The proposed research may lead to new and improved approaches to the systematic screening of people living with HIV for active tuberculosis (TB). More accurate, practical, and cost-effective TB screening tools will ultimately enable the full potential of isoniazid preventive therapy - to prevent hundreds of thousands of TB cases each year in communities affected by HIV - to be realized.

This is an application for a K23 award for Dr. Christina Yoon, a pulmonologist at the University of California, San Francisco. Dr. Yoon is establishing herself as a young investigator in patient-oriented clinical research of HIV/TB. This K23 award will provide Dr. Yoon with the support necessary to accomplish the following goals:

1) to become expert at patient-oriented clinical research in HIV-associated tuberculosis (TB);

2) to conduct clinical investigations of TB screening and diagnostic tests in an international setting

3) to implement advanced biostatistical methods in clinical studies; 4) to conduct economic evaluations of healthcare interventions.

To achieve these goals, Dr. Yoon has assembled a mentoring team comprised of a primary mentor Dr. Laurence Huang, an international expert in HIV-associated respiratory infection research, and two co-mentors: Dr. Adithya Cattamanchi, an expert in TB diagnostics and implementation science research; Dr. Saunak Sen, a biostatistician with expertise in statistical genetics. Effective control of TB among people living with HIV (PLHIV) cannot be achieved without implementation of TB preventive therapies such as isoniazid preventive therapy (IPT). The current symptom-based TB screen recommended by the WHO to determine IPT eligibility fails to identify more than two-thirds of PLHIV eligible for this life-saving and cost-effective intervention. The objective of Dr. Yoon's application is to evaluate novel biomarkers that have strong potential to improve scale-up of IPT. The first two Aims focus on an immediately deployable, inexpensive (<2 USD), rapid (3 minutes), and simple-to-use point-of-care (POC) assay for C- reactive protein (CRP).

▬▬▬▬▬▬▬▬▬▬

### Exercise objective
Extend the K23 application summary on TB screening for people living with HIV, starting right after its last sentence about the point-of-care CRP assay.

▬▬▬▬▬▬▬▬▬▬

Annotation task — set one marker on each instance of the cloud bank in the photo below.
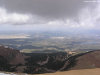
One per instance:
(50, 14)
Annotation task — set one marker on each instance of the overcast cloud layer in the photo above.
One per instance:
(54, 14)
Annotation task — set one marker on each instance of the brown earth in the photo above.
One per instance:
(12, 60)
(78, 72)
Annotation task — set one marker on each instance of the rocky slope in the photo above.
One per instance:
(34, 63)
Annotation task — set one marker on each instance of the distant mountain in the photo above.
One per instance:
(34, 63)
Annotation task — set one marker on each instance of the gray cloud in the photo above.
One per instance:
(51, 9)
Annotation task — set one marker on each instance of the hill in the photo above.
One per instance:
(77, 72)
(12, 60)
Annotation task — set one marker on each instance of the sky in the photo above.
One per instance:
(49, 14)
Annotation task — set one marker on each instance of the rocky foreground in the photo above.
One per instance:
(36, 63)
(78, 72)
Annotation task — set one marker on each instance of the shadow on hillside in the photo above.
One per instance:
(73, 61)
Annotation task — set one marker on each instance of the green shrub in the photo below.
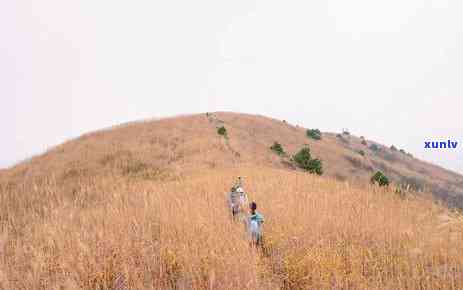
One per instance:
(374, 147)
(314, 134)
(222, 131)
(278, 149)
(316, 166)
(380, 179)
(304, 160)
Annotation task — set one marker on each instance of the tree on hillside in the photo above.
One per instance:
(277, 148)
(380, 179)
(374, 147)
(222, 131)
(314, 134)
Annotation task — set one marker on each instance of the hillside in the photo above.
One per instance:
(142, 206)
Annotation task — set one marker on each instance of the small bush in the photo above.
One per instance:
(314, 134)
(380, 179)
(278, 149)
(222, 131)
(304, 160)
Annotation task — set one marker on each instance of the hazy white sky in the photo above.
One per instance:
(390, 70)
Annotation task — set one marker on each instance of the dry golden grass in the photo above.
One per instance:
(144, 208)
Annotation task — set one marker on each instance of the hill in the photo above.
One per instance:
(177, 146)
(142, 206)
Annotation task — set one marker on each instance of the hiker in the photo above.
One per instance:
(255, 222)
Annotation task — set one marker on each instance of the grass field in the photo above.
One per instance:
(143, 206)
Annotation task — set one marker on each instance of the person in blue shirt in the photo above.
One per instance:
(255, 225)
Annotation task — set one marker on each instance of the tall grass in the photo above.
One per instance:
(120, 232)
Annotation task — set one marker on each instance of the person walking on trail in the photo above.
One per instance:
(255, 222)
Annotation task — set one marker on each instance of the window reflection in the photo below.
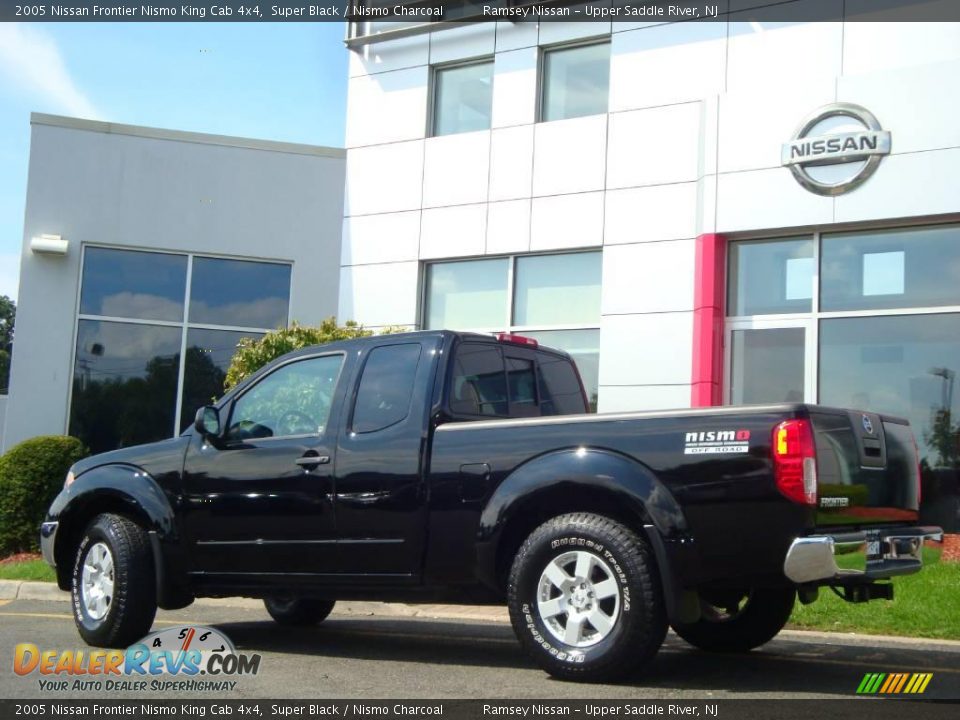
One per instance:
(133, 284)
(124, 383)
(558, 289)
(208, 357)
(239, 293)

▬▬▬▬▬▬▬▬▬▬

### Answer to this problem
In Aim 1, Dr. Yoon will use the existing research infrastructure of Dr. Huang's NIH- funded International HIV-associated Opportunistic Pneumonia Study to expand her current pilot study to enroll 500 additional HIV-infected Ugandans initiating antiretroviral therapy to compare the diagnostic accuracy and predictive values of POC CRP vs. the WHO symptom screen for active TB.

In Aim 2, Dr. Yoon will use decision analysis with Markov modeling to project the incremental cost-effectiveness of POC CRP-based TB screening.

In Aim 3, Dr. Yoon proposes to further advance the field by evaluating whether a host blood transcriptional signature can further improve selection of patients for IPT.

Using clinical data and banked specimens from Aim 1, Dr. Yoon will conduct a nested case-control study to evaluate the high sensitivity, specificity, and predictive values of this signature in the context of TB screening, laying the necessary groundwork for the potential development of this marker into a future POC assay. These studies are significant because they represent the first step in a continuum of research that may lead to improved approaches to TB screening, increased uptake of IPT, and decreased TB incidence among PLHIV worldwide. This research will form the basis for future work investigating the impact of TB screening strategies on IPT initiation and clinically important outcomes, which will be proposed in an R01 grant application before the end of the K23 award period.